→ WHAT IS BEING ASKED:
Render every line of the items below as a Markdown table with two columns, Row and Line. Number the rows in order and leave out blank lines.

→ THE RECORDS:
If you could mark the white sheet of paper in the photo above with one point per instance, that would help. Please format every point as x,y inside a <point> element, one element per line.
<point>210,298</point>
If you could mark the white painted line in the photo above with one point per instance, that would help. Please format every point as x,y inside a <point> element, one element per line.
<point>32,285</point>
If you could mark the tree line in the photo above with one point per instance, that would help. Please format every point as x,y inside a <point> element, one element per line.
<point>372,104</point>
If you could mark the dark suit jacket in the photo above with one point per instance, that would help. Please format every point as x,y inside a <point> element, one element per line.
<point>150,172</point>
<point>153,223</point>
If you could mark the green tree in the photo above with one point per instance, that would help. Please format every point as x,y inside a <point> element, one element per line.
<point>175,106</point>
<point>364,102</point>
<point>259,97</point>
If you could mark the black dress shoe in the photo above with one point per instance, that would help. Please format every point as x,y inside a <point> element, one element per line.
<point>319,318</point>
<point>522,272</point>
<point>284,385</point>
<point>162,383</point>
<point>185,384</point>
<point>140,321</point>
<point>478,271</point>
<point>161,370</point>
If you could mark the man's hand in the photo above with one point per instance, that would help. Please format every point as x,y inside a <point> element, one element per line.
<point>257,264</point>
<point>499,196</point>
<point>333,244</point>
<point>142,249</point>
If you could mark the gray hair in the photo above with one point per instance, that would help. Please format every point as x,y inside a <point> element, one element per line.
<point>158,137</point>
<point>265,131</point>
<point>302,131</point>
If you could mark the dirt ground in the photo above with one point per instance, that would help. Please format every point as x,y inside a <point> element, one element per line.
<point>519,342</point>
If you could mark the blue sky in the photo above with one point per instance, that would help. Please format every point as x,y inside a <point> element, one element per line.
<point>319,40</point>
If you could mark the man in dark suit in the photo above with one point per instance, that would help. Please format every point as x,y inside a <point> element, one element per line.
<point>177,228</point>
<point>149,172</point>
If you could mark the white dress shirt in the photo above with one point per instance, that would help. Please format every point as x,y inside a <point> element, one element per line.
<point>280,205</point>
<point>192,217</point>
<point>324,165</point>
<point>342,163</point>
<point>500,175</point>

→ FULL SOLUTION:
| Row | Line |
|---|---|
| 1 | If you could mark the white sheet of paper in the photo above with one point per instance, that would help. Please format every point as x,y inside a <point> element, one element per line. |
| 2 | <point>210,298</point> |
| 3 | If you could mark the white painted line in the photo above with one point per instance, that would help. Please format every point as x,y inside a <point> element, one element per line. |
| 4 | <point>32,285</point> |
| 5 | If you could mark the tree line in the photo above with one point per instance, that would help. Please format every point as x,y inside a <point> element, one element per line. |
| 6 | <point>372,104</point> |
| 7 | If you could mark the dark suit jacket in the photo above with one point per instance, that would help. Please format every point as x,y inside a <point> element, one element per line. |
| 8 | <point>150,172</point> |
| 9 | <point>153,223</point> |
| 10 | If you could mark the green tree in the photo above with one point per instance, that would help. Please format every point as x,y inside a <point> element, one element per line. |
| 11 | <point>175,106</point> |
| 12 | <point>364,102</point> |
| 13 | <point>259,97</point> |
| 14 | If you could mark the black dress shoe in the photo above with one point per instance, that would help. Please format every point as x,y inside a <point> element, one element per line. |
| 15 | <point>319,318</point> |
| 16 | <point>522,272</point> |
| 17 | <point>284,385</point> |
| 18 | <point>162,383</point> |
| 19 | <point>185,384</point> |
| 20 | <point>140,321</point> |
| 21 | <point>478,271</point> |
| 22 | <point>161,370</point> |
| 23 | If you could mark the man's hand in the photo above with one point per instance, that would help. Please format every point as x,y inside a <point> element, one element per line. |
| 24 | <point>257,264</point> |
| 25 | <point>499,196</point> |
| 26 | <point>333,244</point> |
| 27 | <point>142,249</point> |
| 28 | If you could mark the gray hair in the photo above with one point per instance, that would help. Please format every point as x,y inside a <point> element, one element per line. |
| 29 | <point>158,137</point> |
| 30 | <point>265,131</point> |
| 31 | <point>302,131</point> |
| 32 | If you could mark the dirt ground in the photo above with one point per instance, that would help. Please format every point as x,y inside a <point> element, one element per line. |
| 33 | <point>519,342</point> |
| 34 | If you could mark the blue sky in the photo above with one point per instance, that would help. Please format every point as x,y inside a <point> element, one element per line. |
| 35 | <point>319,40</point> |
| 36 | If you could mark the man in dark suit in the photo above with one point per instance, that would help. Please format every point as x,y inside a <point> element, one element per line. |
| 37 | <point>177,228</point> |
| 38 | <point>149,172</point> |
| 39 | If you could mark the white dress shirt in the photo above with one point per instance, that would help. Please format every point as x,y inside a <point> element, one element per line. |
| 40 | <point>280,205</point> |
| 41 | <point>192,217</point> |
| 42 | <point>324,165</point> |
| 43 | <point>342,163</point> |
| 44 | <point>500,175</point> |